*Passage provided:*
========================
The prime minister announced that Canada will be closing its borders to foreign travellers, with the exceptions of air crews, diplomats, immediate family members of citizens and U.S. citizens.
Trudeau also said that air operators will ban anyone who is showing symptoms of the virus from getting on a plane.
Anna Banerji, director of global and Indigenous health at the Faculty of Medicine at the University of Toronto, told Global News that the move is not an over-reaction, but is warranted.
“I think if you look, most of the cases are related to travel coming from certain parts of the world,” Banerji said.
“It’s really the people who have been travelling and coming back who are sick and have the potential to spread it to other people.”
Four people in Canada have died of COVID-19, while provincial authorities reported 403 confirmed cases Monday afternoon, as well as 15 presumptive cases. Ten cases have been resolved.
Banerji said Canada doesn’t have the outbreak that some European countries are dealing with, and curbing travel is a good way of lowering the chances.
Alison Thompson, a professor at the University of Toronto’s Dalla Lana School of Public Health, was less certain that such drastic travel limits would be effective.
“It’s generally not considered an effective way to manage the spread because it’s already here. It’s a little bit like closing the barn door after the horse has escaped,” Thompson said.
Thompson said officials could have other aims in mind, such as reassuring the public that they are willing to make drastic decisions for their safety.
“It may be the optics of it that they’re going for,” she said.
“There’s been a lot of clamouring for this, so maybe it’s a way of showing that they’re being responsive to public concerns. But it’s not really aligned with what the WHO is recommending.”
Earlier this month, the World Health Organization said that large-scale travel bans are not recommended.
In late February, the organization recommended against travel bans except in very limited circumstances, saying they are “ineffective in most situations and may divert resources from other interventions.”
That hasn’t stopped countries from imposing travel restrictions.
U.S. President Donald Trump announced sweeping restrictions on travel to the United States from Europe last week. The European Union also announced limits on non-essential travel Monday.
Days before announcing the sweeping travel restrictions, Canadian officials also casted doubt over their effectiveness.
Health Minister Patty Hajdu told reporters last week that “viruses don’t know borders.”
“What we have to remember is viruses don’t know borders,” she told reporters.
========================
*What you are asked to do:* Could you carry on the news article about Canada closing its borders to foreign travellers from its final sentence?

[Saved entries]
========================
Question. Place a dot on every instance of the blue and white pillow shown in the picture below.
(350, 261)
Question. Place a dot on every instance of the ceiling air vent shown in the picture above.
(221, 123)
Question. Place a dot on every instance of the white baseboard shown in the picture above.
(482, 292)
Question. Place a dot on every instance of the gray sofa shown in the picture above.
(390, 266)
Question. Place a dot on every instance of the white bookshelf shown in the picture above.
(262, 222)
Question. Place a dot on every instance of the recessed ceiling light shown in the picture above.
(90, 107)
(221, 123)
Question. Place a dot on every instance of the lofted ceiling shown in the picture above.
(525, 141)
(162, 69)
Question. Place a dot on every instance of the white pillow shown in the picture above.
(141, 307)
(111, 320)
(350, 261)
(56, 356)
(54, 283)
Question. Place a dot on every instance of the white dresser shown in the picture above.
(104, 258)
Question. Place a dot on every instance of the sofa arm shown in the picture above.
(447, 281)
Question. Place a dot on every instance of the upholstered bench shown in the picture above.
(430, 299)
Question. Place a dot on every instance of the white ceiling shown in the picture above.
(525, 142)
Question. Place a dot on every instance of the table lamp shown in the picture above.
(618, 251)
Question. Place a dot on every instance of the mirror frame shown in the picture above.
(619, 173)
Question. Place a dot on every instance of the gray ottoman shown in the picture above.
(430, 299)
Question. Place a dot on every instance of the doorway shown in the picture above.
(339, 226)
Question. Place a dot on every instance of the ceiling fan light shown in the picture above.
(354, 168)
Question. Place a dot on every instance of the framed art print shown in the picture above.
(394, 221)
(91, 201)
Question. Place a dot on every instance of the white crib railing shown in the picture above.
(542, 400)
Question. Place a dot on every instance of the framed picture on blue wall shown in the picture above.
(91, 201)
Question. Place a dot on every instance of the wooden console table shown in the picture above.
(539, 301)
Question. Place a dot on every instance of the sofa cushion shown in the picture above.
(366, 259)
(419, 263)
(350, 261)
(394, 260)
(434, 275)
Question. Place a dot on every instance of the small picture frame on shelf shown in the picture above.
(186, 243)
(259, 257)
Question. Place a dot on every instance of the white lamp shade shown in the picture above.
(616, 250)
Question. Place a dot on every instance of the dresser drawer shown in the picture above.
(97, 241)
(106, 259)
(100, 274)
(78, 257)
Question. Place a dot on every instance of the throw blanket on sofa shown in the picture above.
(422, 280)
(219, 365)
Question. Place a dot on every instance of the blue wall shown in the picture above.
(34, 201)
========================
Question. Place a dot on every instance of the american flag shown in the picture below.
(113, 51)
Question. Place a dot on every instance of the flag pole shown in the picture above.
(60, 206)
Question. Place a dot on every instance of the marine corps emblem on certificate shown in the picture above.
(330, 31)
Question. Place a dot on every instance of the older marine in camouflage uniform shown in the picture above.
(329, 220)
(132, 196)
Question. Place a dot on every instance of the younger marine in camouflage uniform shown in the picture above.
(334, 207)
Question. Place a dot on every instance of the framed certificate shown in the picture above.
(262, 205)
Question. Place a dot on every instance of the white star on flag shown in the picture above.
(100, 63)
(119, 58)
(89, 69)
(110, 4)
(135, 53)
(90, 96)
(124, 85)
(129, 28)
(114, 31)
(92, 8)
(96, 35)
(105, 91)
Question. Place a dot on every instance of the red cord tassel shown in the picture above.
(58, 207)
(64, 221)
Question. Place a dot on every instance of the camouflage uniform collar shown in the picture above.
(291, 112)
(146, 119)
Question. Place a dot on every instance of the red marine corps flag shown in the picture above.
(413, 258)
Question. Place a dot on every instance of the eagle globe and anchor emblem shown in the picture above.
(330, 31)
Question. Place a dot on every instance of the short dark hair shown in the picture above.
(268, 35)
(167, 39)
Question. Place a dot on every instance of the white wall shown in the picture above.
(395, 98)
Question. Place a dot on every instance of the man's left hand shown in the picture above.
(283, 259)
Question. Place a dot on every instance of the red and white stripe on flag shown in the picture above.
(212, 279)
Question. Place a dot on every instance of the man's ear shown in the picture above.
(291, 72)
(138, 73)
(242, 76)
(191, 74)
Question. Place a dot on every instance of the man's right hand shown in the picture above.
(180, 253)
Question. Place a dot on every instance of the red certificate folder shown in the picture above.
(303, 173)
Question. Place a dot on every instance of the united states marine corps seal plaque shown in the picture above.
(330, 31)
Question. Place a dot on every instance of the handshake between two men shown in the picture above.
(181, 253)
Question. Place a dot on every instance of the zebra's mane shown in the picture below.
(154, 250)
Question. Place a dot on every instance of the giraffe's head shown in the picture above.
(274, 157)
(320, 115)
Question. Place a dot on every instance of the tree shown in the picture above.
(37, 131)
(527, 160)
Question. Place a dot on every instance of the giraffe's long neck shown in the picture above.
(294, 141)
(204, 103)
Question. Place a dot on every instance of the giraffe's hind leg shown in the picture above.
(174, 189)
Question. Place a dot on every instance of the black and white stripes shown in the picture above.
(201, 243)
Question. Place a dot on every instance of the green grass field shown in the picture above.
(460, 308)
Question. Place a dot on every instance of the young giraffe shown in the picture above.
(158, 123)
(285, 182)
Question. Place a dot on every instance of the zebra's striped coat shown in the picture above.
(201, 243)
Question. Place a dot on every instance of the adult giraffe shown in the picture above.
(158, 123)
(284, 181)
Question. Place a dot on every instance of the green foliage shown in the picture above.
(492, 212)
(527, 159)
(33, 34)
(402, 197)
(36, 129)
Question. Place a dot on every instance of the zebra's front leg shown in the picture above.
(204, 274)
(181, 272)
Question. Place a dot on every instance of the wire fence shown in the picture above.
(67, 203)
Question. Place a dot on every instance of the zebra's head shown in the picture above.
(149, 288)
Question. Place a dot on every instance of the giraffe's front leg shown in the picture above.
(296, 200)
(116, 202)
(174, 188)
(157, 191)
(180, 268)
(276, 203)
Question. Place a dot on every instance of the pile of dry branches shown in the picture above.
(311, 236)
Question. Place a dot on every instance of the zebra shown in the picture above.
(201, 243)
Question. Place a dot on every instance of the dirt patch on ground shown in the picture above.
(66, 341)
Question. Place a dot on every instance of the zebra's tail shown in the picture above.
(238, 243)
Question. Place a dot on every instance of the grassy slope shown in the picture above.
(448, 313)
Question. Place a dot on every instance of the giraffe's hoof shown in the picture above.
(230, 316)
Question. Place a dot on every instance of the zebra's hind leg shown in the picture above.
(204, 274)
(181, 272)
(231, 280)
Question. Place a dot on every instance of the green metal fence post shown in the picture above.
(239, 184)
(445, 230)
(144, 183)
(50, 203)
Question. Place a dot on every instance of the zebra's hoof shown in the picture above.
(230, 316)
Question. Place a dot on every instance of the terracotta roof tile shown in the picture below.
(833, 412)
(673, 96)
========================
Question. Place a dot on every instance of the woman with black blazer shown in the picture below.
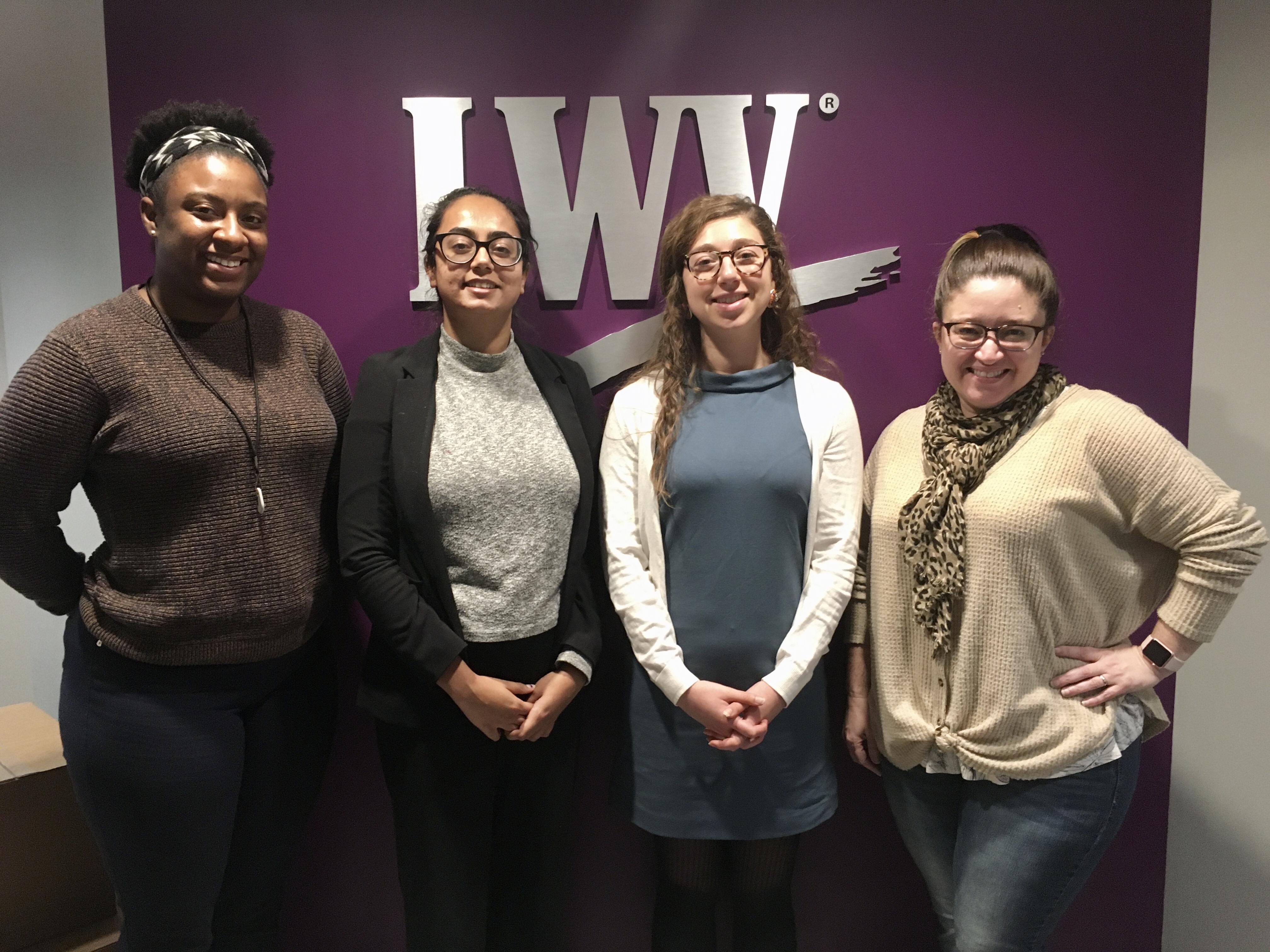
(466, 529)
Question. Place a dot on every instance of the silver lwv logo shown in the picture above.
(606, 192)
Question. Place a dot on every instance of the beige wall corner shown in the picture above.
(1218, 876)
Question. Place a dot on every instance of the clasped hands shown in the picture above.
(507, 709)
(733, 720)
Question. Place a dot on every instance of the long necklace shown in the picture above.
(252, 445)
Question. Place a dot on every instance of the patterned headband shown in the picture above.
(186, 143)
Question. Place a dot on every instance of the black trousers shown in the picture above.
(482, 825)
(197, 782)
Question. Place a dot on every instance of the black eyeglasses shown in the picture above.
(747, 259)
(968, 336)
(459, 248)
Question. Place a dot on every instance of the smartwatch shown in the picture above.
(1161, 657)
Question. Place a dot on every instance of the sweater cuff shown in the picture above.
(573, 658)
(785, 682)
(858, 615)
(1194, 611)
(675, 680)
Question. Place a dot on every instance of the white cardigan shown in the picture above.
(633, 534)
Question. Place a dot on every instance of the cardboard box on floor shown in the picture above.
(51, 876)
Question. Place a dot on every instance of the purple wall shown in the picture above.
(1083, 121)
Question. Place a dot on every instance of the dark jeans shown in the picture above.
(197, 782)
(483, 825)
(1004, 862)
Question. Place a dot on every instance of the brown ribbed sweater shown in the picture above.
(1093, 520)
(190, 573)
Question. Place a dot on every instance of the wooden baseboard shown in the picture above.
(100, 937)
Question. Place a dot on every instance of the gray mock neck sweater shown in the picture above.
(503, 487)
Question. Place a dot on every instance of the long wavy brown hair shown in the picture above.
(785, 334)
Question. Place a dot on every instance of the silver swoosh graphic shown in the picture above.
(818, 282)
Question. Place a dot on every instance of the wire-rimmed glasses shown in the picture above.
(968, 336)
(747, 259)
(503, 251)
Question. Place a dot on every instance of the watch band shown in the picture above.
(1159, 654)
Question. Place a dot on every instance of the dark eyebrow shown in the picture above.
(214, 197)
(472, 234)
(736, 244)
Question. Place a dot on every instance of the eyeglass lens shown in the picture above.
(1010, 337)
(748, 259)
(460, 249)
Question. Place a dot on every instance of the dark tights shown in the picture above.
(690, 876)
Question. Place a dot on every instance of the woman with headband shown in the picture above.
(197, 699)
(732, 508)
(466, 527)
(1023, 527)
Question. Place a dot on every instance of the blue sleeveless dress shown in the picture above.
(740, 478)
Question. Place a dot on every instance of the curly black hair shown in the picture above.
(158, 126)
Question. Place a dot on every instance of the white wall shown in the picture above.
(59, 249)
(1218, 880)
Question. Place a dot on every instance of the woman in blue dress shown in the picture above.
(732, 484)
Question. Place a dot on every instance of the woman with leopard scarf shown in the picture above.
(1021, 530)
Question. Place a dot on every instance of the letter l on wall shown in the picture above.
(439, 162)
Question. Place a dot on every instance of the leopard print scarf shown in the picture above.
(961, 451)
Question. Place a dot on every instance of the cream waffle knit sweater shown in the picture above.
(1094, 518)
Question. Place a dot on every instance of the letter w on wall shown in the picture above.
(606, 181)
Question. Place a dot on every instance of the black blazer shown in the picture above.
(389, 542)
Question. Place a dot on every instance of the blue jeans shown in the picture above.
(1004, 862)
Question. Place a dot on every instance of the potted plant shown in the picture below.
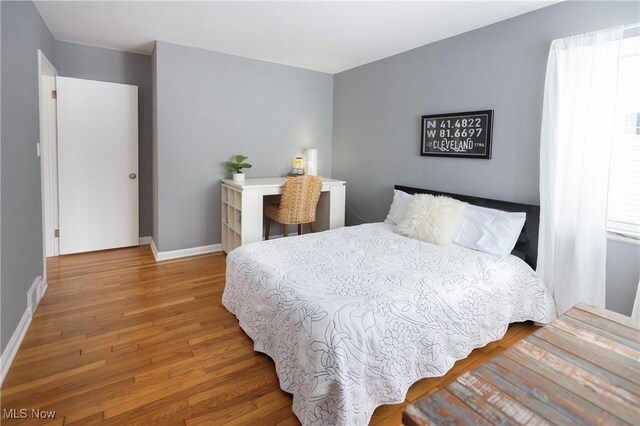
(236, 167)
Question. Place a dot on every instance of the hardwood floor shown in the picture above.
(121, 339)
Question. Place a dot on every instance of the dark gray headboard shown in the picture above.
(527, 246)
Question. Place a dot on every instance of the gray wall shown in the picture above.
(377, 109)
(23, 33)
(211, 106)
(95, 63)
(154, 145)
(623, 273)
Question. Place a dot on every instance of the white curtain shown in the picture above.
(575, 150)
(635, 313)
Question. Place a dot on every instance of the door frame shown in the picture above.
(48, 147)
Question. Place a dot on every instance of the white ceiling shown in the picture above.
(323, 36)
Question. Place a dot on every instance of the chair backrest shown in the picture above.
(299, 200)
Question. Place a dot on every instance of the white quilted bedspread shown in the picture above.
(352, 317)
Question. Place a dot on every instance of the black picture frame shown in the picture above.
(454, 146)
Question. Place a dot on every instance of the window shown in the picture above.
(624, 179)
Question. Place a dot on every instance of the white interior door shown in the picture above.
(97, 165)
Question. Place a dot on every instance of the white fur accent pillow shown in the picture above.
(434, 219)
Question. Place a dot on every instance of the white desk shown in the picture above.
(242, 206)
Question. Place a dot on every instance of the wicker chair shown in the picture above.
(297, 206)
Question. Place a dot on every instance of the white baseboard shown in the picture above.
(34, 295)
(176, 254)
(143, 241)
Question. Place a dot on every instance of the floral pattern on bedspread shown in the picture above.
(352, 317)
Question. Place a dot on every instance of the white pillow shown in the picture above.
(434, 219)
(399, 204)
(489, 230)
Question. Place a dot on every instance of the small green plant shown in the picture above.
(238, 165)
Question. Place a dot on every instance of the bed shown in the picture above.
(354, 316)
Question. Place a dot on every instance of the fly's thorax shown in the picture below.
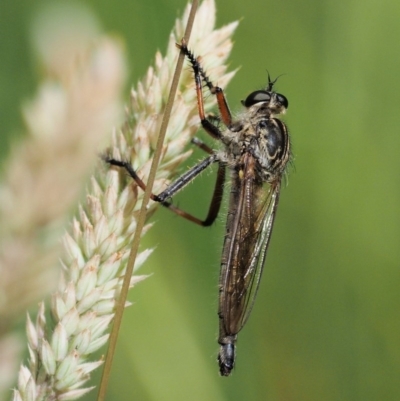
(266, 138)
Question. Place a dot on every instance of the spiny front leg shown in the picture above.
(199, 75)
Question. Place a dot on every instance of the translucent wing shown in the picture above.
========================
*Exercise answer:*
“A border is not going to contain the virus. The borders are important measures though for making sure that people have important information about what to do when they’re in a particular country should they find themselves ill.”
Hajdu added: “Canadians think we can stop this at the border, but what we see is this is a global pandemic meaning that border measures are highly ineffective and in some cases can create harm.”
The health minister noted the example of Italy, which placed travel restrictions early on but is now dealing with one of the worst outbreaks in the world. As of Monday, Italy had more than 27,980 cases, with 2,158 deaths.
On Monday, Trudeau commented on Hajdu’s remarks from last week, saying that the government’s opinion has changed.
“In Canada, we based our decisions on public health recommendations that ensured that Canada’s approach worked for many, many weeks and keeping a very slow spread of the virus in Canada, but through contact tracing and other measures,” he said.
“We’ve now come to the point where the best advice from public health officials is that additional border member measures, on top of the social distancing measures that we are encouraging domestically, is the right combination to move forward.”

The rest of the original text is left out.